▶ _The problem_
For each line below that contains the word "yellow", return that line.

[Saved entries]

<<<<

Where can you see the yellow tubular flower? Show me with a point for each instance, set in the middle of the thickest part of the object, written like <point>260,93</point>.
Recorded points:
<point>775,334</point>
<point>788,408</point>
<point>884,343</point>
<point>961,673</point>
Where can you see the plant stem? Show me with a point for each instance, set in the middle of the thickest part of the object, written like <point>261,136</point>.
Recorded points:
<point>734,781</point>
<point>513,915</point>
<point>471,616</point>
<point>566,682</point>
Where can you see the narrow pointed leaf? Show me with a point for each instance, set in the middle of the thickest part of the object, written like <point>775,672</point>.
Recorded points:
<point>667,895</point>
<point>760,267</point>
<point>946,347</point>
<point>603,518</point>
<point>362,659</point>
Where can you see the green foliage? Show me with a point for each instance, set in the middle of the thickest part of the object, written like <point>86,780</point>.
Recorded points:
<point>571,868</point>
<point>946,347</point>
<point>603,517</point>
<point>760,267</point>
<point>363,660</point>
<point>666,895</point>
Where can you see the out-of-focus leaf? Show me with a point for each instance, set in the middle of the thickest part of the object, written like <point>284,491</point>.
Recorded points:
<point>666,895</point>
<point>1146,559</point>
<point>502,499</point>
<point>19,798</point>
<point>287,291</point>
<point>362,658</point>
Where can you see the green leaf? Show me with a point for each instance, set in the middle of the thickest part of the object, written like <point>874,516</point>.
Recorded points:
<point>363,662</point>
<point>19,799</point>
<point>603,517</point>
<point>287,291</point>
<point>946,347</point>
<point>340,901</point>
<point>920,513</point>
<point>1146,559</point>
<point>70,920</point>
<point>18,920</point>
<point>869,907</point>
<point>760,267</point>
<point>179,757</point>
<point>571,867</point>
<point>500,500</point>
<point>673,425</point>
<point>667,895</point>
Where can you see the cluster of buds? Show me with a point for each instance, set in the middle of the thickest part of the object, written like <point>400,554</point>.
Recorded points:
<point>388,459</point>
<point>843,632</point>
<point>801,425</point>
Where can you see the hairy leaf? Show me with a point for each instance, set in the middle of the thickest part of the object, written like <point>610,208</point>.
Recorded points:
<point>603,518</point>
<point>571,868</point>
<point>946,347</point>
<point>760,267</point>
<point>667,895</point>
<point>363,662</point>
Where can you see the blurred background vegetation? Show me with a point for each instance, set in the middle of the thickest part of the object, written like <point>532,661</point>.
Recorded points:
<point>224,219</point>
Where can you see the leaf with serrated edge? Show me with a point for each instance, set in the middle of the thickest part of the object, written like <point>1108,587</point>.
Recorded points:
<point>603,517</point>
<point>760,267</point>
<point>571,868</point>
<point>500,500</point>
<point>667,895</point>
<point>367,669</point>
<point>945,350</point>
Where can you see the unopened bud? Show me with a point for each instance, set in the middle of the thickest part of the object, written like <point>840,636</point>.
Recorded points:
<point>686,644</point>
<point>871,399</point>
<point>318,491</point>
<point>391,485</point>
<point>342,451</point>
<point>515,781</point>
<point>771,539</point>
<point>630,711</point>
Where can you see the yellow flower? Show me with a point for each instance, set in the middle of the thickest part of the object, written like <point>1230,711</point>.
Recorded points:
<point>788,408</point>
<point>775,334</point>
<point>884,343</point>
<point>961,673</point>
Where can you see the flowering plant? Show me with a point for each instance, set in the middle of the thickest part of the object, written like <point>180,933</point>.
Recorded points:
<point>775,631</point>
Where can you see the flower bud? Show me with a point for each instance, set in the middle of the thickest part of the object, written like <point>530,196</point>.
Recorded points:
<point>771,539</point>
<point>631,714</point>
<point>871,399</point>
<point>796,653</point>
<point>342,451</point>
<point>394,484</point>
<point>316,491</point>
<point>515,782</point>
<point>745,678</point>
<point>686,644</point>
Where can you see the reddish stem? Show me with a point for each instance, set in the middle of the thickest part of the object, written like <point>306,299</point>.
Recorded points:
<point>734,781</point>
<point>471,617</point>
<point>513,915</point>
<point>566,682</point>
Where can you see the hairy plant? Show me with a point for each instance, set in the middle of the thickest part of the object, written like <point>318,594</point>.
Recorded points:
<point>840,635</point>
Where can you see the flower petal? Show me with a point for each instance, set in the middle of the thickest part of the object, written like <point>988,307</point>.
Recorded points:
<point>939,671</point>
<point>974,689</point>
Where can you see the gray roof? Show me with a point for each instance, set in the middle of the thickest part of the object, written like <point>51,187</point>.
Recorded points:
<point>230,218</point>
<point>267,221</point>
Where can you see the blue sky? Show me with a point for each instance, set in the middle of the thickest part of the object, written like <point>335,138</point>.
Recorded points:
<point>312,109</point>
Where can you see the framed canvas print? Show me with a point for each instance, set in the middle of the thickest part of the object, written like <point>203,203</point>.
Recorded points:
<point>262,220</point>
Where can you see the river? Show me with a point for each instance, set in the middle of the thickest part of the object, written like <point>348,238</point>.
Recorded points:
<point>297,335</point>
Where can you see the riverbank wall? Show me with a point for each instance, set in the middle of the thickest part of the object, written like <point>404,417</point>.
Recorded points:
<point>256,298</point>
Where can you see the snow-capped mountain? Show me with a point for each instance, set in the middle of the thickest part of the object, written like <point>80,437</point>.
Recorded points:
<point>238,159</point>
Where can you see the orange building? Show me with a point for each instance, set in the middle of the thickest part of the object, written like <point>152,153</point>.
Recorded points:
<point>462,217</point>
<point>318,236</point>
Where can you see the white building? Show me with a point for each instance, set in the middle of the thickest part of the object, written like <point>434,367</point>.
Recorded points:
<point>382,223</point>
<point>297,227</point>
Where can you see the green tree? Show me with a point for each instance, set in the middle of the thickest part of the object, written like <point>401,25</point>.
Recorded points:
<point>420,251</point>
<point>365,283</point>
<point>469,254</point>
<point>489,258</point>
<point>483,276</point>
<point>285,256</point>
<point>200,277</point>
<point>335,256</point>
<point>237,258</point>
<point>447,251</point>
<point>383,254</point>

>>>>
<<<<

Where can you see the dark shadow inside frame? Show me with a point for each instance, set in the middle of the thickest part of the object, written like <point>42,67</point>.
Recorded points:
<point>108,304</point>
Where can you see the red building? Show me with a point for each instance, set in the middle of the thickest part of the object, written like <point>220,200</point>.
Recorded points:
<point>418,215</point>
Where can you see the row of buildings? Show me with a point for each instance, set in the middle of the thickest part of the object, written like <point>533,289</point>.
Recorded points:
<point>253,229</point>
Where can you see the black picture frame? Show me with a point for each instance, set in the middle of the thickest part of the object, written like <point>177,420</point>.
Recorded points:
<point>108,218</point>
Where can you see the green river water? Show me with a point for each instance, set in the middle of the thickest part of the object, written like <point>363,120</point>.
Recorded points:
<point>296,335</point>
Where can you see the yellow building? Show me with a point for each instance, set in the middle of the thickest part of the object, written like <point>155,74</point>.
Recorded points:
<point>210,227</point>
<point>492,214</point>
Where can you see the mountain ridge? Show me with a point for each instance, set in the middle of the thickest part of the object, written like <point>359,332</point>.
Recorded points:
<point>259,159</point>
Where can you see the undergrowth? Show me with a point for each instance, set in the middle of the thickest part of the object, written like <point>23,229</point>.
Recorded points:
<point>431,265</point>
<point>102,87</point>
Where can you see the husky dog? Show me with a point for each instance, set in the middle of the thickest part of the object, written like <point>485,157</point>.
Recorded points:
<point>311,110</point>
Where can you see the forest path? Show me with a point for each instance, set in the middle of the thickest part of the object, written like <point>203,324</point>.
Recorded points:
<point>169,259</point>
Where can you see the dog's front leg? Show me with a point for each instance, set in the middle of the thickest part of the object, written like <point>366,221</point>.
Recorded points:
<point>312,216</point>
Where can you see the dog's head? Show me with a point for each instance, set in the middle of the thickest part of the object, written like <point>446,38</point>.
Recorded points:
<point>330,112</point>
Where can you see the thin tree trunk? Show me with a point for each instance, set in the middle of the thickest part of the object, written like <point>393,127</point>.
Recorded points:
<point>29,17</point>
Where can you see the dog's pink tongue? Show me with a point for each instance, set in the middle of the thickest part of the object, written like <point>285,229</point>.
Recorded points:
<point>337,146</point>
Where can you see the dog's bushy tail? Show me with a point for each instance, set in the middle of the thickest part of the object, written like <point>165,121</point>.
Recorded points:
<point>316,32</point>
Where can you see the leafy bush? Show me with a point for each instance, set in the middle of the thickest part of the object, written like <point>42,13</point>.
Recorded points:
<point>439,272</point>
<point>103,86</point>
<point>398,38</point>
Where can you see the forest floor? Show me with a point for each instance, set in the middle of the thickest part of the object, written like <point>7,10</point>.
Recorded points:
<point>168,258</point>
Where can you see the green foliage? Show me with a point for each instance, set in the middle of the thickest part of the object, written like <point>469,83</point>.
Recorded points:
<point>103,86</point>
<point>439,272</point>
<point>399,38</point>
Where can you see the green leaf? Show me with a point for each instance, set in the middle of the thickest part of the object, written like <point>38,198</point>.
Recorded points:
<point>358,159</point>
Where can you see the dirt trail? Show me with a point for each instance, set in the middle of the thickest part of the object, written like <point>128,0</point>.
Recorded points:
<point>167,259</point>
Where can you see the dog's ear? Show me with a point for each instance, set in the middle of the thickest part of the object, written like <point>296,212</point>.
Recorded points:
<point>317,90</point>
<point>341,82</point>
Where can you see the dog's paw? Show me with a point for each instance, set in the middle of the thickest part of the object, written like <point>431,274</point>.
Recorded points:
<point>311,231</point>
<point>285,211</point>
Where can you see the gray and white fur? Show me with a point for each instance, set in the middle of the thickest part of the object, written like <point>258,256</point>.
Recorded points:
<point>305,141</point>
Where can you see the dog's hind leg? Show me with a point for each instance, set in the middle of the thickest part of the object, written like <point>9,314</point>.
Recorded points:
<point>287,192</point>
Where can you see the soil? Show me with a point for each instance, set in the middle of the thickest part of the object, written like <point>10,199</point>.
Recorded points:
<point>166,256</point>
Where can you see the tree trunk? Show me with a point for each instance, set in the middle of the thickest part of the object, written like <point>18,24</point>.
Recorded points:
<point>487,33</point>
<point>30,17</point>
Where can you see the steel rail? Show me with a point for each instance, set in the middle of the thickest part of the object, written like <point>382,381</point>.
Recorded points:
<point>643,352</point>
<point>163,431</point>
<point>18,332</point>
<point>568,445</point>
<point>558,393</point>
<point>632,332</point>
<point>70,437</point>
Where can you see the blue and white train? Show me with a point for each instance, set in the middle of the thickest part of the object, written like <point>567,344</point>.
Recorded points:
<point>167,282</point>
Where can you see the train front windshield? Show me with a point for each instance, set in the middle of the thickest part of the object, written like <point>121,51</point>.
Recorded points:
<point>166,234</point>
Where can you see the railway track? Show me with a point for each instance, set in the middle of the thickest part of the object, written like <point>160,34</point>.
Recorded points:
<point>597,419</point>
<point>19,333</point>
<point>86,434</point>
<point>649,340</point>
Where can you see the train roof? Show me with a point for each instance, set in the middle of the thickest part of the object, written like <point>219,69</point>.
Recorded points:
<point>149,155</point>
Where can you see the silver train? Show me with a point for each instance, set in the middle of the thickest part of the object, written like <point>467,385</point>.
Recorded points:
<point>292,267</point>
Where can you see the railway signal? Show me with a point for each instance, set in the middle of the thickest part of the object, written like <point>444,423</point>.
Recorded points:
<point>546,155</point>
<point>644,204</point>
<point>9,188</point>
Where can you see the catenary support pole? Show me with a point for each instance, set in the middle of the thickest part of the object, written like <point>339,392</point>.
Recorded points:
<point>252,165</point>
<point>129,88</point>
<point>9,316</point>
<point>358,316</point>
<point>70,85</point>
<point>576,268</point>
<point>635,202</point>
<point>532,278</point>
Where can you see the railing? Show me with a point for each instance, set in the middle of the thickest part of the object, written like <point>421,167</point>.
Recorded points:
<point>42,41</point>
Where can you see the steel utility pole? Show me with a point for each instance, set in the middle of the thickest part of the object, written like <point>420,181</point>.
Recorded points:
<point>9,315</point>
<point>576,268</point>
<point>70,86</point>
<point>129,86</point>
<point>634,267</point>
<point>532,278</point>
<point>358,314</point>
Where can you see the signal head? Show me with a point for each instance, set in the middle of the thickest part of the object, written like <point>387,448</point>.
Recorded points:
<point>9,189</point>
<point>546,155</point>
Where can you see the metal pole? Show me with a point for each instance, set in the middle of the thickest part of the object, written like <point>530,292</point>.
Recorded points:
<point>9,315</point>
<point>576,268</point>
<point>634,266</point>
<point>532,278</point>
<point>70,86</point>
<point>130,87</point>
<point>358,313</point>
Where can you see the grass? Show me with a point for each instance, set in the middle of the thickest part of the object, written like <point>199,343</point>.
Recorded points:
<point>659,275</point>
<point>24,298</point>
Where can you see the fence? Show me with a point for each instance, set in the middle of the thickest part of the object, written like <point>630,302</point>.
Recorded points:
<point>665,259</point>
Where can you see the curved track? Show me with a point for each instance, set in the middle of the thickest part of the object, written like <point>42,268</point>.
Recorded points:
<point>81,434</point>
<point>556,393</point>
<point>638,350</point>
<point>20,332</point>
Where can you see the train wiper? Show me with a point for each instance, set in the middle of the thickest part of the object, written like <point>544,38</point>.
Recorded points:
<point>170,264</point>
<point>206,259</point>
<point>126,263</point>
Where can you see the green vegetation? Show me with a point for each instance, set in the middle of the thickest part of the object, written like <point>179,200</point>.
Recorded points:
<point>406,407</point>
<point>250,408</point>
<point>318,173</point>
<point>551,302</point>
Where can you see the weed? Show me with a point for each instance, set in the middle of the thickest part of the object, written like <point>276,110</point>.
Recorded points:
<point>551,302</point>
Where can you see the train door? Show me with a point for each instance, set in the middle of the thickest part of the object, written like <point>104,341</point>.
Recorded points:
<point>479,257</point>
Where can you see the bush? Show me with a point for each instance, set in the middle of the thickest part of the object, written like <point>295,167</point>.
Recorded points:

>>>>
<<<<

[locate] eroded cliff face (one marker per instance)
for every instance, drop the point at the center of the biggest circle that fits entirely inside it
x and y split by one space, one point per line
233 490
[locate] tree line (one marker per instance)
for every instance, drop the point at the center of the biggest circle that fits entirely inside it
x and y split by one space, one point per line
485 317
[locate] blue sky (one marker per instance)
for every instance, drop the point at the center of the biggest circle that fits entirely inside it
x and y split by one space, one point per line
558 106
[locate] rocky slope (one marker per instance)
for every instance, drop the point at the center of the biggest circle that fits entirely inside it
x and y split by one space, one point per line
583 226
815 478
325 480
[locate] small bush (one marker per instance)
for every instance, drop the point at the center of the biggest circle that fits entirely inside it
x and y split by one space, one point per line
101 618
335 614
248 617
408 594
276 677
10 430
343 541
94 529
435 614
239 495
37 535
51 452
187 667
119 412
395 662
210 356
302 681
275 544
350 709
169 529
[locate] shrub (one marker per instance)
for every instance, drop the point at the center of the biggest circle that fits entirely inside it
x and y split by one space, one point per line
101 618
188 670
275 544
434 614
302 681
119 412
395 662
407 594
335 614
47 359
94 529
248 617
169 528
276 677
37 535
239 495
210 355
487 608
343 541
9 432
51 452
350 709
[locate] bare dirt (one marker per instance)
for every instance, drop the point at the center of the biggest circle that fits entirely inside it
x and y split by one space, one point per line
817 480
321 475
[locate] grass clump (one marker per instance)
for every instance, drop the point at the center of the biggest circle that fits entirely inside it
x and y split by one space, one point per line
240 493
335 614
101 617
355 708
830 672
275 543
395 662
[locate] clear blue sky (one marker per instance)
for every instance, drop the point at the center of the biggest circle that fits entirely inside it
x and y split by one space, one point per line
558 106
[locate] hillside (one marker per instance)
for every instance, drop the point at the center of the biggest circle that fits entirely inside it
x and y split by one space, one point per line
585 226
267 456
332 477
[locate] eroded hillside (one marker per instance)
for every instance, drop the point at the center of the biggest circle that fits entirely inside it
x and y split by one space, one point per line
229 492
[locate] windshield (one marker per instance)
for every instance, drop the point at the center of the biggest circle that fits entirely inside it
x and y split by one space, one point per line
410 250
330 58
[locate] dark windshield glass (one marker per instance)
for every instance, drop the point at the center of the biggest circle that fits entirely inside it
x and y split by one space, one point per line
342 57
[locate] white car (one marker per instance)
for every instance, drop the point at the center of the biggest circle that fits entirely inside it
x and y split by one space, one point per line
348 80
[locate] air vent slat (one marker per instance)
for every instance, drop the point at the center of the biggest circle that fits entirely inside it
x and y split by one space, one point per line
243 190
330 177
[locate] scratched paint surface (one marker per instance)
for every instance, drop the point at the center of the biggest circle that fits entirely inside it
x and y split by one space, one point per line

>>>>

▶ _Output_
Where can you see the yellow tubular flower? Show me with a point for each instance, set in the middle of the thickest part of the object, written like <point>260,93</point>.
Where can you see the yellow flower? Show me with a point for each instance, set in the middle of the thickest part of the object, written like <point>1230,711</point>.
Where can you see the yellow building? Show me with a point for each instance, set in the middle of the thickest part of the object, written like <point>155,74</point>.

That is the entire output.